§ ACTIVITY LIST:
A. From the passage below on Vasily Modestov, list every periodical or reference work he contributed to.
B. Reproduce word for word the part of the Vasily Modestov passage below starting at "A Saint Petersburg" and ending at "Историко-литературное исследование, 1864).".

§ PROVIDED PASSAGE:
★ ★ ★ ★ ★

Russian historian, philologist, publicist and translator

Vasily Ivanovich Modestov (Василий Иванович Модестов, 24 January 1839, Valday, Novgorod Governorate, Imperial Russia, — 13 February 1907, Rome, Italy) was a Russian historian, philologist, publicist and translator.

A Saint Petersburg University graduate who lectured at the Odessa, Kazan and Kiev Universities, as well as his alma mater (in 1886—1889), Modestov was a prominent authority on the history and culture of Ancient Rome, as well as earlier Apennine Peninsula cultures (Etruscan civilization, Messapii). He contributed to Istorichesky Vestnik, Golos, Nov, Filologicheskoye Obozrenye, as well as the Brockhaus and Efron Encyclopedic Dictionary, providing entries on the history and culture of Rome. Modestov translated into Russian semimal works by Tacitus (The Complete Tacitus, Vols. 1—2, 1886—87), Horace, Spinoza, as well as the Reallexikon des classischen Alterthums für Gymnasien. Among his best-known original works were The History of Ancient Rome (Vols. I-II, 1902—1909) and Tacitus and his Work. Historical and Literary Study (Тацит и его сочинения. Историко-литературное исследование, 1864).

★ ★ ★ ★ ★

§ RECORDED INFORMATION:
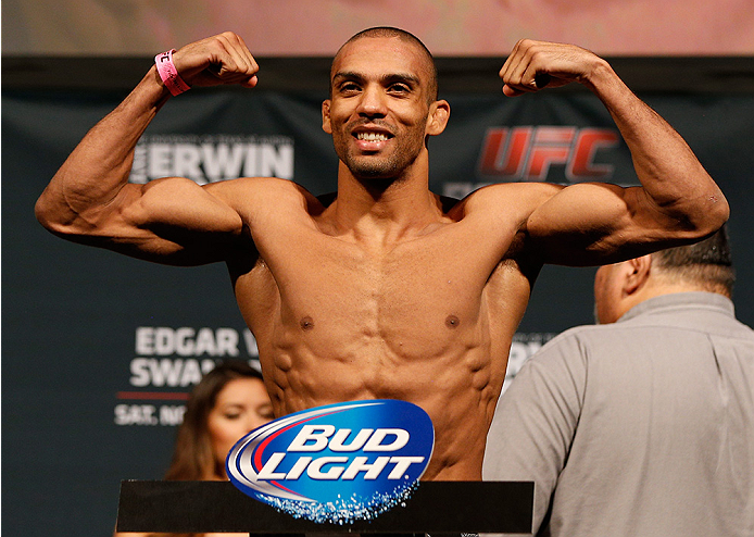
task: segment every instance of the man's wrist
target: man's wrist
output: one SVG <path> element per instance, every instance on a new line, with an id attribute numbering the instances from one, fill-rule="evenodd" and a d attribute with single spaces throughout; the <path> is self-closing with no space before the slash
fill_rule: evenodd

★ ★ ★ ★ ★

§ LIST OF SOLUTIONS:
A. Istorichesky Vestnik, Golos, Nov, Filologicheskoye Obozrenye, the Brockhaus and Efron Encyclopedic Dictionary

B.
A Saint Petersburg University graduate who lectured at the Odessa, Kazan and Kiev Universities, as well as his alma mater (in 1886—1889), Modestov was a prominent authority on the history and culture of Ancient Rome, as well as earlier Apennine Peninsula cultures (Etruscan civilization, Messapii). He contributed to Istorichesky Vestnik, Golos, Nov, Filologicheskoye Obozrenye, as well as the Brockhaus and Efron Encyclopedic Dictionary, providing entries on the history and culture of Rome. Modestov translated into Russian semimal works by Tacitus (The Complete Tacitus, Vols. 1—2, 1886—87), Horace, Spinoza, as well as the Reallexikon des classischen Alterthums für Gymnasien. Among his best-known original works were The History of Ancient Rome (Vols. I-II, 1902—1909) and Tacitus and his Work. Historical and Literary Study (Тацит и его сочинения. Историко-литературное исследование, 1864).